• [The problem]:
All the entries that follow are to be returned exactly.

• [Data supplied]:
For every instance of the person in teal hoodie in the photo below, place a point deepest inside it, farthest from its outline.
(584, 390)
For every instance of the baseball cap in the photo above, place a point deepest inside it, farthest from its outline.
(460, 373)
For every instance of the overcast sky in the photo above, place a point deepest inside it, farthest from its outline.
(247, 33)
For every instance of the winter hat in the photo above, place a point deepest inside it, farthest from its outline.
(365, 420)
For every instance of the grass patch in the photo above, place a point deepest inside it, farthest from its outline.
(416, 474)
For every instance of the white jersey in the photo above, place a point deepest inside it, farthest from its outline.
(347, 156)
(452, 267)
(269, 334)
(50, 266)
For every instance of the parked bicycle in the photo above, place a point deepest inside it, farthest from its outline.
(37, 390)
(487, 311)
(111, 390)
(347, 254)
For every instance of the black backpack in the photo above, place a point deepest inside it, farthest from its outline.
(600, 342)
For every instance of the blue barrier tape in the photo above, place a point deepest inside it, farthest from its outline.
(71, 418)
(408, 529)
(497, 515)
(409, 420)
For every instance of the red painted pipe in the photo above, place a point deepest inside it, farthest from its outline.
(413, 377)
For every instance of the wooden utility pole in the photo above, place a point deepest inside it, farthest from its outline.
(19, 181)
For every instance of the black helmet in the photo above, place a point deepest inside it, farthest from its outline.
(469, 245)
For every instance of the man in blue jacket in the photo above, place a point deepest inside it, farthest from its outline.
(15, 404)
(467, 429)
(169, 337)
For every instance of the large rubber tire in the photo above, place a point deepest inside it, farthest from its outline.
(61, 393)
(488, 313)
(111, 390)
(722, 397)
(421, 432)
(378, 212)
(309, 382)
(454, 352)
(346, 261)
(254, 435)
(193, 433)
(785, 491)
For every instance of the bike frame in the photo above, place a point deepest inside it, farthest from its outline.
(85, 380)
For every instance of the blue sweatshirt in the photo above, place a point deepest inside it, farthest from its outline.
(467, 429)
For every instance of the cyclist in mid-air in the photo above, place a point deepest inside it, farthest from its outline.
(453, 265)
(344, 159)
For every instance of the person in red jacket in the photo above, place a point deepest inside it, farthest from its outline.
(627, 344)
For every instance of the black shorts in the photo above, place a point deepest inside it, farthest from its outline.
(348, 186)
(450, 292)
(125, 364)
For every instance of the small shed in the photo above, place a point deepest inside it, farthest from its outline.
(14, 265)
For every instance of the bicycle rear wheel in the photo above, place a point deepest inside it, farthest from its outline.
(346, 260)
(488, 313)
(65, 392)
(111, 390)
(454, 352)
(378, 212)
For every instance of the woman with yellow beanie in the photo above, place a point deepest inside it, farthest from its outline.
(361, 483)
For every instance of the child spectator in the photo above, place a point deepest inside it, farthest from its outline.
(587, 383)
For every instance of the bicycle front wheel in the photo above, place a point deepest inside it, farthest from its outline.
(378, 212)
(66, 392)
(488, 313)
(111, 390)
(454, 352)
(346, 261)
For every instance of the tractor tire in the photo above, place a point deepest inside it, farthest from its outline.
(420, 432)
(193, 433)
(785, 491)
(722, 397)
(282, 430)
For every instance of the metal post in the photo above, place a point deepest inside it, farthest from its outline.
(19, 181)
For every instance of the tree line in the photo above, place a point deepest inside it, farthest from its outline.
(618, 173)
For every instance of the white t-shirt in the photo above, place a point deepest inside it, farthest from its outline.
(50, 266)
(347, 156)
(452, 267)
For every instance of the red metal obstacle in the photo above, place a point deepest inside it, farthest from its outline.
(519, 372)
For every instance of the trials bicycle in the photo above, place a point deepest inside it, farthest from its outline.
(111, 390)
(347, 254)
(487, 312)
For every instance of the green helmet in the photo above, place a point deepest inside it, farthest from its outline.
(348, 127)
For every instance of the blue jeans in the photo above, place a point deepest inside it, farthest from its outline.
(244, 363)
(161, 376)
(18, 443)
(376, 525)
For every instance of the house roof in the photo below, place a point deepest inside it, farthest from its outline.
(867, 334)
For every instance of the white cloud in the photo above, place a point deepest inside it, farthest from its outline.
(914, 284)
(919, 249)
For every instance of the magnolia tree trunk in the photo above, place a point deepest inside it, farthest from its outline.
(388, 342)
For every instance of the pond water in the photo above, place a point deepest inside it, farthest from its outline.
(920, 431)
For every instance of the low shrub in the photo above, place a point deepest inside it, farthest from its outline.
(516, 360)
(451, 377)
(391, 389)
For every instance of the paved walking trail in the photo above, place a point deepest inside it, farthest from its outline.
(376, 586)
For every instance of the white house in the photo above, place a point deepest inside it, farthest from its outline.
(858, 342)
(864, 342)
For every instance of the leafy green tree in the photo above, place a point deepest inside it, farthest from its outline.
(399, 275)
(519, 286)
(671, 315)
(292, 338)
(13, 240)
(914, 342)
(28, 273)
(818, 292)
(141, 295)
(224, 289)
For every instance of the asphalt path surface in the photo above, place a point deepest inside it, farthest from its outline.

• [Reply to the task]:
For every instance of the person in teal hoodie in the photo below, place a point deepest inside it, farthest from its outline.
(584, 390)
For every instance of the baseball cap in the photo above, place a point deepest inside it, farthest from its outline.
(460, 373)
For every instance of the overcast sky in the photo above, place a point deepest inside it, farthest from its outline.
(247, 33)
For every instance of the winter hat in the photo above, place a point deepest inside it, farthest from its outline.
(365, 420)
For every instance of the grass patch in the photo above, place a point deepest inside it, farthest from its outline.
(416, 474)
For every instance of the white jersey in the photo above, place a point deepest inside it, farthest from its outline.
(347, 156)
(452, 267)
(269, 334)
(50, 266)
For every instance of the parked bicycle in the photo above, place a point deepest inside it, farthest from its outline.
(37, 390)
(487, 311)
(111, 390)
(347, 254)
For every instance of the black backpack in the photo above, place a point deepest inside it, farthest from its outline.
(600, 342)
For every instance of the blue barrier tape in the photo above, place a point deepest inside it, farthest from its outline.
(71, 418)
(408, 529)
(497, 515)
(409, 420)
For every instance of the red painted pipe in the photo above, place a point deepest inside it, farthest from its outline.
(413, 377)
For every instance of the wooden utility pole in the photo above, place a point deepest inside it, farthest from its outline.
(19, 181)
For every instance of the black helmet in the photo above, place a point deepest inside it, farthest from its outline.
(469, 245)
For every instance of the man in blue jacket in the photo above, place a point deepest inside it, farthest from its outline.
(15, 404)
(467, 429)
(169, 337)
For every instance of the large rubber tire in the photo above, place a point deepest inside it, farthest from its outline.
(61, 393)
(488, 313)
(111, 390)
(722, 397)
(421, 432)
(378, 212)
(309, 382)
(454, 352)
(346, 261)
(254, 435)
(193, 433)
(785, 491)
For every instance of the bike frame in the photo above, place a point deepest inside it, farthest from its outline.
(85, 380)
For every instance of the blue sweatshirt in the photo above, place a point deepest inside it, farthest from its outline.
(467, 429)
For every instance of the cyclist in mid-air in the photo above, place a point deepest inside it, farthest from its outline.
(453, 265)
(344, 159)
For every instance of the person in red jacket in the photo above, place a point deepest inside it, farthest from its outline.
(627, 344)
For every instance of the black shorts in the photo above, place a point deepest inside it, farthest from its outline.
(348, 186)
(450, 292)
(125, 364)
For every instance of the small shed in the photo above, place a point deepest inside it, farthest from its outline.
(14, 265)
For every instance of the bicycle rear wheel in the photo above, place a point deepest inside it, farthest from its outline.
(346, 260)
(488, 313)
(65, 392)
(111, 390)
(454, 352)
(378, 212)
For every instance of the woman with yellow beanie in the photo above, place a point deepest inside it, farthest from its outline.
(361, 483)
For every instance of the child spectator in the photo above, place a point deepest inside it, farthest from its outline.
(587, 383)
For every instance of the bicycle front wheel in the photo above, place a point deepest inside it, farthest from its outline.
(378, 212)
(66, 392)
(488, 313)
(111, 390)
(454, 352)
(346, 261)
For every instance of the tractor tire in the photo above, place a point deepest inside it, farthest from its outline.
(420, 432)
(193, 433)
(785, 491)
(722, 397)
(282, 430)
For every instance of the metal post in the photo above, place a point deepest inside it, farthest from its outline.
(19, 181)
For every instance of the tree line in the photo above, place a point deepest inside it, farthest from its outline.
(618, 173)
For every instance of the white t-shirt in the photo above, place a point deepest inside it, farthest from its outline.
(50, 266)
(347, 156)
(452, 267)
For every instance of the red metal obstacle in the photo above, place a point deepest inside it, farthest from its outline.
(519, 372)
For every instance of the trials bicycle in the photo above, place a point deepest inside it, farthest from its outline.
(111, 390)
(347, 254)
(487, 312)
For every instance of the green helmet in the photo above, place a point deepest inside it, farthest from its outline.
(348, 127)
For every instance of the blue jeans in the photo above, place a point deepest inside it, farthest from its outline.
(244, 363)
(161, 376)
(18, 443)
(376, 525)
For every instance of the house roof in the photo below, place a point deepest inside it, farthest from its outline.
(867, 334)
For every instance of the white cloud in the photo above, place a point deepest inside it, farthest from its outline.
(914, 284)
(919, 249)
For every instance of the magnolia tree trunk in the photo above, place a point deepest inside it, farthest from its outline.
(388, 342)
For every instance of the pond water in the photo above, place a point deepest inside it, farthest from its outline.
(920, 431)
For every instance of the low shrub in the photo above, place a point deepest inside it, farthest from its outline.
(516, 360)
(451, 377)
(391, 389)
For every instance of the paved walking trail in the photo above, place a point deepest inside it, farthest from its outline.
(376, 586)
For every instance of the white house in the photo above, place a point deepest inside it, farthest from its outline.
(858, 342)
(864, 342)
For every instance of the leafy green tree in the photo above, place a point deepest inside it, farthest from its outline.
(399, 275)
(519, 286)
(671, 315)
(292, 338)
(13, 240)
(914, 342)
(28, 273)
(818, 292)
(141, 295)
(224, 289)
For every instance of the asphalt path surface in the photo above, place a point deepest inside it, farthest from its outline.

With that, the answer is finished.